-- Testo da esaminare --
********************

«Melania non poteva difendersi»
La procura di Teramo, che ha ereditato l’inchiesta, rende più grave la posizione del caporalmaggiore: ha approfittato di uno stato di debolezza
MILANO – Non solo la crudeltà per aver infierito su Melania con 35 coltellate; non solo la spietatezza per averlo fatto a una persona che lo amava; ma anche la brutalità di aver sfruttato la condizione di debolezza di sua moglie Melania Rea, incapace di difendersi mentre l’assassino si accaniva su di lei. La procura di Teramo non fa sconti a Salvatore Parolisi, il caporalmaggiore dell’esercito accusato di averla uccisa il 18 aprile scorso nella pineta di Ripe di Civitella, sulle colline appenniniche del Teramano. Anzi, i pm Greta Aloisi e Davide Rosati, oltre ad accogliere in pieno la ricostruzione del delitto dei loro colleghi di Ascoli, contestano a Parolisi una nuova aggravante: la minorata difesa. Melania si era abbassata volontariamente i pantaloni sotto le ginocchia, «la vittima era in condizioni di tranquillità, non si sentiva minacciata, né cercava di sfuggire a qualcuno che aveva identificato come un possibile aggressore», scrivono i magistrati. I pantaloni sarebbero così diventati la prigione di Melania, perché non poteva più scappare alla violenza del carnefice.
Lo scontro fra accusa e difesa si fa dunque sempre più aspro. Agli avvocati del caporalmaggiore che preannunciano di avere «almeno dieci assi di briscola da giocare, uno domani, un altro, più potente, in settimana», risponde la procura di Teramo che non arretra di un millimetro, indaga e rincara la dose. Mentre quella di Ascoli replica alla prima mossa della difesa, la foto scattata da un ragazzo il giorno dell’omicidio sul pianoro di Colle San Marco e che secondo i legali proverebbe la presenza di Parolisi in quel posto all’ora del delitto e non nella pineta di Ripe di Civitella, dove Melania è stata uccisa: «Quell’immagine l’abbiamo osservata attentamente e io resto dell’idea che sia impossibile identificare la macchina di Parolisi in quell’ombra scura», ha voluto precisare uno dei pm.

********************

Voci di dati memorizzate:

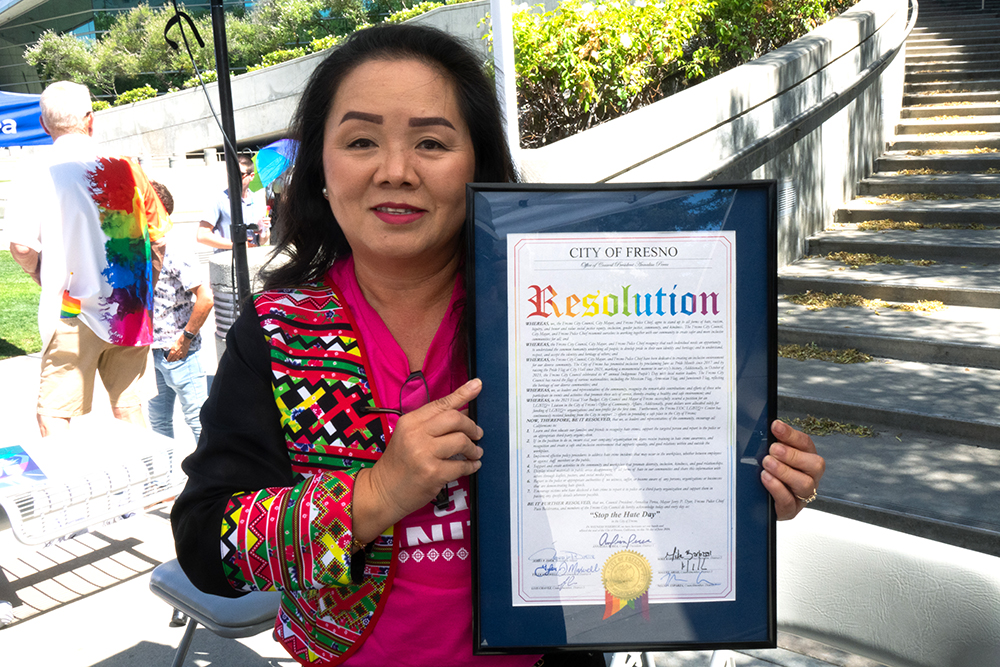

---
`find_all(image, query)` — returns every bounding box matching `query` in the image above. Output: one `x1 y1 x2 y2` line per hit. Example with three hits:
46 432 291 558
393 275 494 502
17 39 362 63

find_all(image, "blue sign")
0 92 52 148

********************

-- Da svolgere --
1. Riscrivi il tratto dell'articolo sull'omicidio di Melania Rea che va da "Lo scontro fra" a "uno dei pm.", sostituendo "caporalmaggiore" con "militare".
2. Elenca tutte le persone citate con nome e cognome nell'articolo sull'omicidio di Melania Rea.

-- Soluzioni --
1.
Lo scontro fra accusa e difesa si fa dunque sempre più aspro. Agli avvocati del militare che preannunciano di avere «almeno dieci assi di briscola da giocare, uno domani, un altro, più potente, in settimana», risponde la procura di Teramo che non arretra di un millimetro, indaga e rincara la dose. Mentre quella di Ascoli replica alla prima mossa della difesa, la foto scattata da un ragazzo il giorno dell’omicidio sul pianoro di Colle San Marco e che secondo i legali proverebbe la presenza di Parolisi in quel posto all’ora del delitto e non nella pineta di Ripe di Civitella, dove Melania è stata uccisa: «Quell’immagine l’abbiamo osservata attentamente e io resto dell’idea che sia impossibile identificare la macchina di Parolisi in quell’ombra scura», ha voluto precisare uno dei pm.

2. Melania Rea, Salvatore Parolisi, Greta Aloisi, Davide Rosati